◆ Aim of the task
The reply should reproduce every line of the data below word for word, minus any images.

*** Data under study Section Begins ***

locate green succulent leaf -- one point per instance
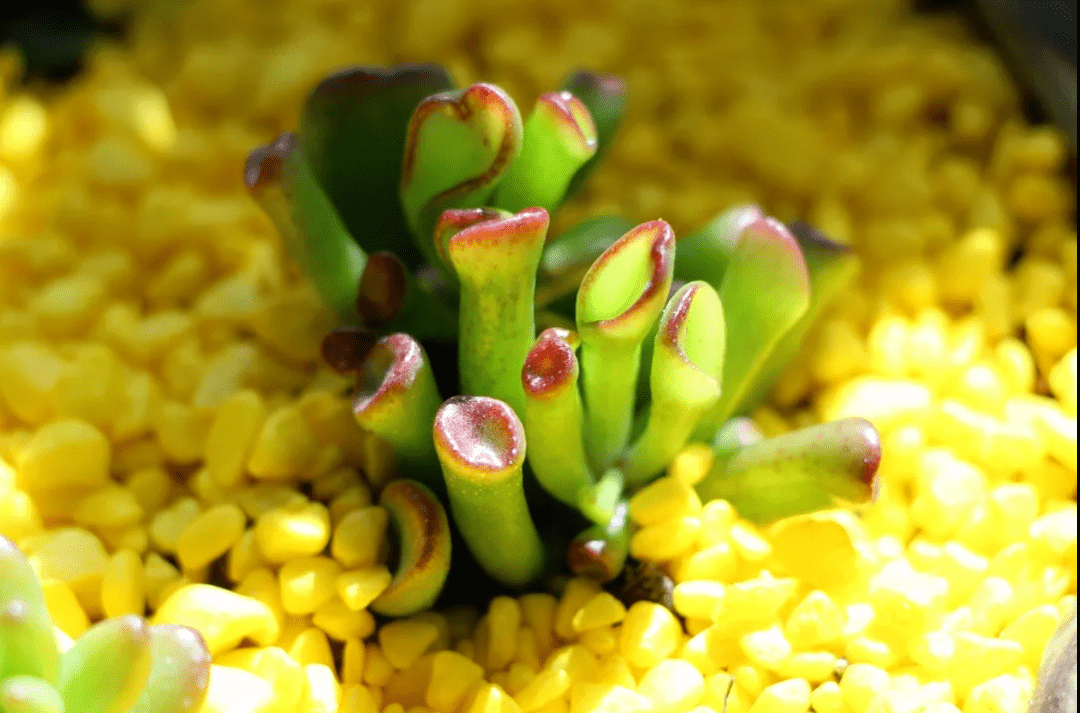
(619, 300)
(179, 671)
(423, 542)
(458, 147)
(481, 445)
(687, 361)
(832, 268)
(280, 178)
(24, 694)
(567, 257)
(766, 291)
(605, 96)
(496, 263)
(599, 552)
(353, 128)
(553, 416)
(705, 253)
(559, 137)
(396, 399)
(27, 643)
(798, 472)
(108, 667)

*** Data under study Section Ends ***

◆ Finished exercise
locate green succulent leaf -- one point per instance
(619, 300)
(179, 671)
(423, 542)
(458, 147)
(481, 445)
(687, 361)
(832, 268)
(280, 178)
(24, 694)
(567, 257)
(766, 291)
(605, 96)
(496, 263)
(599, 552)
(353, 128)
(553, 416)
(705, 253)
(559, 137)
(396, 399)
(27, 643)
(798, 472)
(108, 667)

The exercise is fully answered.